MedVault-RAG - production-ready AI research platform for healthcare teams
Overview
MedVault is a full-stack, production-ready AI research platform built for healthcare teams. It solves a real problem in clinical and research workflows: medical knowledge is locked inside hundreds of static PDFs — guidelines, research papers, lab reports — and finding the right information at the right time is slow, error-prone, and entirely manual.
MedVault transforms that passive document library into an active, conversational knowledge base. You ask a clinical question in plain English, and the system searches your vault, retrieves the most relevant evidence, and writes a cited answer in seconds — with inline references pointing to the exact page and document it drew from.
The project was built end-to-end: backend API, AI agent, retrieval pipeline, multi-tenant data layer, real-time frontend, authentication, caching, observability, and production deployment — all containerised and running in Docker.
The Problem It Solves
Standard document search (keyword grep, Ctrl+F) fails in research contexts for three reasons:
- Semantic gap — “myocardial infarction” and “heart attack” mean the same thing but keyword search misses the match.
- Multimodality — Medical papers convey a significant portion of their value through tables, figures, and charts that most text extractors silently discard.
- Scale — A research team accumulates hundreds of PDFs over time. No one can hold all of it in their head. Finding contradictions between studies, or the latest dosing protocol, means hours of manual searching.
MedVault addresses all three. It uses semantic vector search to close the language gap, Docling’s layout-aware PDF extraction to preserve tables and figures, and a stateful AI agent that can search, evaluate, and reason across an entire document library in a single query.
Architecture
The system is built around a multi-stage agentic RAG (Retrieval-Augmented Generation) pipeline:
Ingestion Pipeline
When a PDF is uploaded, it goes through three stages:
-
Extraction (Docling 2.x) — Unlike simple text extractors, Docling understands document layout using object detection. It converts PDF to structured Markdown, preserving the hierarchy of headings, paragraphs, tables, and figures. Each image is extracted separately and tagged with a stable ID (
<!-- picture-0 -->) so the agent can later refer to it. -
Chunking — The structured text is split into ~1500-token chunks with overlap to preserve cross-sentence context without overloading the LLM’s reasoning window.
-
Dual-vector indexing (Qdrant) — Each chunk is embedded twice: once as a dense vector (OpenAI
text-embedding-3-small, capturing semantic meaning) and once as a sparse vector (BM25, capturing exact keyword matches). Both are stored in Qdrant alongside atenant_id— a hash of the team code — so cross-tenant data leakage is structurally impossible.
Query Pipeline
Every incoming question goes through seven stages:
- Redis exact-match cache — if the same question was asked before, return the cached answer instantly without touching the LLM.

▶ Given entries:

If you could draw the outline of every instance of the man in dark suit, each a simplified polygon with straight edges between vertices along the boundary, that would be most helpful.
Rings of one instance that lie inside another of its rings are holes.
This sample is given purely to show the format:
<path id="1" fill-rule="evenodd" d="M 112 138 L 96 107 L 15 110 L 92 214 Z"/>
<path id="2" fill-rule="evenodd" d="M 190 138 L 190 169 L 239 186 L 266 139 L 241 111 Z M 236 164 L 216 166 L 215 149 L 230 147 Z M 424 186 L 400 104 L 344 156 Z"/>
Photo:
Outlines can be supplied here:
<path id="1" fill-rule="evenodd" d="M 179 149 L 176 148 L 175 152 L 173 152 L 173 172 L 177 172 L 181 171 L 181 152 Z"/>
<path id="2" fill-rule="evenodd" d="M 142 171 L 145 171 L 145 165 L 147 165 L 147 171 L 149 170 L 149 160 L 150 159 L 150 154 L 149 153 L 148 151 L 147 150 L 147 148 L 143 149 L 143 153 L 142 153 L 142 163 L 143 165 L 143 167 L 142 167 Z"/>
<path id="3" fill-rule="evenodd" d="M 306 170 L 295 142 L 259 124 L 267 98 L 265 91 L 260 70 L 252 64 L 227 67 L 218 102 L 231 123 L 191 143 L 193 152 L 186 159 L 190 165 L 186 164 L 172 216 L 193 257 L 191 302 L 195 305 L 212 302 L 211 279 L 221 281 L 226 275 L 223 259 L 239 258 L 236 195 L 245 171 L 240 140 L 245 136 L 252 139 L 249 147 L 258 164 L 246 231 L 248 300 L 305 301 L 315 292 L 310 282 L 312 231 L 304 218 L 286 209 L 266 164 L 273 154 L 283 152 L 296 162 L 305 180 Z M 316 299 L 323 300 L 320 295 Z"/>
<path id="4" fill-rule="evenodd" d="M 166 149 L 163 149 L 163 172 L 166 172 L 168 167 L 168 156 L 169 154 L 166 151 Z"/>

▶ Work order 1:
Answer these from the MedVault page:
(a) About how many tokens does each chunk contain?
(b) Which model produces the dense vector for each chunk?
(c) What is the tenant_id stored in Qdrant?
▶ Work order 2: Extend the MedVault page from where it stops.
The material has nothing to do with the MedVault page.

▶ Result 1:
(a) About 1500 tokens, with overlap.
(b) OpenAI text-embedding-3-small.
(c) A hash of the team code.

▶ Result 2:
- Guardrail check — validates the question is clinically relevant before allowing it to consume compute.
- Hybrid search — queries Qdrant for both dense (semantic) and sparse (keyword) matches concurrently, then fuses results using Reciprocal Rank Fusion.
- Cross-encoder reranking — the top candidates from hybrid search are re-evaluated by
ms-marco-MiniLM-L-6-v2, a dedicated relevance model that is more accurate than cosine similarity alone. - LangGraph agent — a stateful reasoning loop (not a linear chain) that can decide to reformulate the query, search again with clinical synonyms, or fetch additional context before committing to an answer. This agentic recovery step significantly improves answer quality on ambiguous or multi-concept questions.
- Faithfulness check — after generation, the answer is scored against the retrieved chunks to verify it is grounded in the source material and not hallucinated.
- Semantic cache write — the result is stored in both Redis (exact) and Qdrant’s semantic cache (fuzzy), so semantically similar future questions also benefit from the cache.
Multi-Tenancy
Every user is linked to a team_code. Every operation — ingestion, query, summary, comparison — is scoped to that team’s tenant_id at the database and vector store level. Isolation is enforced by the infrastructure, not by the LLM prompt, which is the only security model that can actually be trusted.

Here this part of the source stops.